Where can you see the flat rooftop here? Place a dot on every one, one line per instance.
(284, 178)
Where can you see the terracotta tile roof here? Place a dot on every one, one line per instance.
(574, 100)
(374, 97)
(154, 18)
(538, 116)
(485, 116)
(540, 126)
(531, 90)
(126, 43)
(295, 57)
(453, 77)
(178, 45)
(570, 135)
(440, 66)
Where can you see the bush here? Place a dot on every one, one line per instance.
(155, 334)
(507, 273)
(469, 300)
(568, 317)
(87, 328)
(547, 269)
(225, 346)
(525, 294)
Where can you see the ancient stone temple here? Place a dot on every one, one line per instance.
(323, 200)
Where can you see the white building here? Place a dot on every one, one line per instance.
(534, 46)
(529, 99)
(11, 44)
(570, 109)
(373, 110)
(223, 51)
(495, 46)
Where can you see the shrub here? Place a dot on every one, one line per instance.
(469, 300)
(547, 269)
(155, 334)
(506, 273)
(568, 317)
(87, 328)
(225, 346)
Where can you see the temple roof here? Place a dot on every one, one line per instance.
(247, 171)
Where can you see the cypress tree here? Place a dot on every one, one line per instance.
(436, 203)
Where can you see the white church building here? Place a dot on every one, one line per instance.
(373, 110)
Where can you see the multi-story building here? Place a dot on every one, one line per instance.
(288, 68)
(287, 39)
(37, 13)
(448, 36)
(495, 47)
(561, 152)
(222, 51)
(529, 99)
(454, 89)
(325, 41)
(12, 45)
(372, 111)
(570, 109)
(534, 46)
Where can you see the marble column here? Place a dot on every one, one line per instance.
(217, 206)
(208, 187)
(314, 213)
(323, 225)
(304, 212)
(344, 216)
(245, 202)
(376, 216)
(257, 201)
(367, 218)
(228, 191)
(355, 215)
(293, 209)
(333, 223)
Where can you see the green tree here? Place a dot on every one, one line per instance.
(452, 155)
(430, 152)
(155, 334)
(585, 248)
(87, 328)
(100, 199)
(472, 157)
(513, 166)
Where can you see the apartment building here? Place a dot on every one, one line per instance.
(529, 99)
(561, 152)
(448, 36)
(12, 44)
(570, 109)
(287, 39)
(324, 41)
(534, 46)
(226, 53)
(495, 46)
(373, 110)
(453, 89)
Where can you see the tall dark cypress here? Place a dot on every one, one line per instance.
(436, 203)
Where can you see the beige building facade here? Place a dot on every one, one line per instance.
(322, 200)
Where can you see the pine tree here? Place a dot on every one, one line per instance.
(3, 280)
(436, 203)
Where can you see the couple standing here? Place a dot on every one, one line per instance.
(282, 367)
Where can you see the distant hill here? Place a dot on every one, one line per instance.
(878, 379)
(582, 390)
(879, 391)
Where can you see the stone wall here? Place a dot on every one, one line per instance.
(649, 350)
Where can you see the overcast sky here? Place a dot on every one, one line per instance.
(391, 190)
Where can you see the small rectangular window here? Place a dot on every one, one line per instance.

## WRITTEN PROBLEM
Write the lines out exactly, from the one with "Where can you see the white church" down to the last line of the listing, and leave out all others.

## COMPLETE RESPONSE
Where can you see the white church building here? Place a dot on every one, one line per instance.
(373, 110)
Where can you see the multi-story building here? Place a dot on every one, one line per instance.
(288, 68)
(287, 39)
(37, 13)
(448, 36)
(495, 47)
(561, 152)
(222, 51)
(529, 99)
(454, 89)
(325, 41)
(12, 45)
(372, 111)
(570, 109)
(534, 46)
Where can you see the marble column here? Place a dot on every one, one line per instance.
(217, 206)
(208, 187)
(314, 213)
(323, 225)
(304, 212)
(344, 216)
(245, 202)
(376, 216)
(257, 201)
(367, 218)
(228, 191)
(355, 215)
(293, 209)
(333, 223)
Where can you see the green tree here? Place a dot on every one, one line per instance.
(452, 155)
(430, 152)
(155, 334)
(585, 248)
(87, 328)
(100, 199)
(472, 157)
(513, 166)
Where can you see the apartment building here? Place a dot on every one, one line per instance.
(529, 99)
(561, 152)
(448, 36)
(12, 44)
(570, 109)
(287, 39)
(324, 41)
(534, 46)
(226, 53)
(495, 46)
(373, 110)
(453, 89)
Where can you see the tall dark cypress here? Place a dot on every one, one line per instance.
(436, 203)
Where can you see the beige building facade here? Place a dot on every one, one line per instance.
(322, 200)
Where can you see the pine tree here? Place a dot on every one, one line per instance.
(3, 280)
(436, 203)
Where can you see the couple standing here? Place a dot on every one, one line per instance.
(282, 367)
Where can you see the distant hill here? Place a dot on every one, one line per instance.
(878, 379)
(582, 390)
(879, 391)
Where can you see the stone wall here? Place a dot on every one, one line per instance.
(649, 350)
Where can you see the overcast sky here? Place a dot on every one, one line per instance.
(391, 190)
Where can you see the small rectangular window here? Place a dot on every one, one line per instance.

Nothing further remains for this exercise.